AUFGABE: Ermittle unten jede Zeile, in der das Wort „locate“ vorkommt, und schreibe diese Zeilen ab.
----
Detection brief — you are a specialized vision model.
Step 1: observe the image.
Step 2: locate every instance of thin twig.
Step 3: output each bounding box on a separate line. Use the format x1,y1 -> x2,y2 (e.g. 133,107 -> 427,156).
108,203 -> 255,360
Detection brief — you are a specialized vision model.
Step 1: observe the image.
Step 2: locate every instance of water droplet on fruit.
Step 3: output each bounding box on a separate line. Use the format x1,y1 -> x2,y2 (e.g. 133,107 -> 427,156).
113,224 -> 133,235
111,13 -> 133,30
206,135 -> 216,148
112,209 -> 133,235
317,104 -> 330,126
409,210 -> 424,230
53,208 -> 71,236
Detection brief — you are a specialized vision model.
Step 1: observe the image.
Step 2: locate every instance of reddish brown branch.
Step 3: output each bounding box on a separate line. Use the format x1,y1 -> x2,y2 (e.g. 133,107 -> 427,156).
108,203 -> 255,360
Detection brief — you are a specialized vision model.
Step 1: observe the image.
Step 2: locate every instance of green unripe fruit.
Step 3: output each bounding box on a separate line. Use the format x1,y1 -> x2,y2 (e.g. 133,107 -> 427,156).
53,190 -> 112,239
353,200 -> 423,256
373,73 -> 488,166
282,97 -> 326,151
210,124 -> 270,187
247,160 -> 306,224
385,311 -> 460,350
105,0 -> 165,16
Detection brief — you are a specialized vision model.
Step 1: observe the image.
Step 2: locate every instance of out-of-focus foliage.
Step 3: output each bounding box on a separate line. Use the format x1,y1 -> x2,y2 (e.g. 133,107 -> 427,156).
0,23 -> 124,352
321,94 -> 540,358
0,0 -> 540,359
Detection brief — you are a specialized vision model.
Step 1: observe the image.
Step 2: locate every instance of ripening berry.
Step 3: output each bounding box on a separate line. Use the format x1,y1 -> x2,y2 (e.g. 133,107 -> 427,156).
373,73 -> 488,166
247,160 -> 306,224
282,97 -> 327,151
----
LÖSUNG:
Step 2: locate every instance of thin twig.
Step 2: locate every instance of water droplet on fruit.
Step 2: locate every instance of reddish brown branch.
Step 2: locate every instance of green unripe fruit.
Step 2: locate every instance of out-of-focus foliage.
Step 2: locate every instance of ripening berry.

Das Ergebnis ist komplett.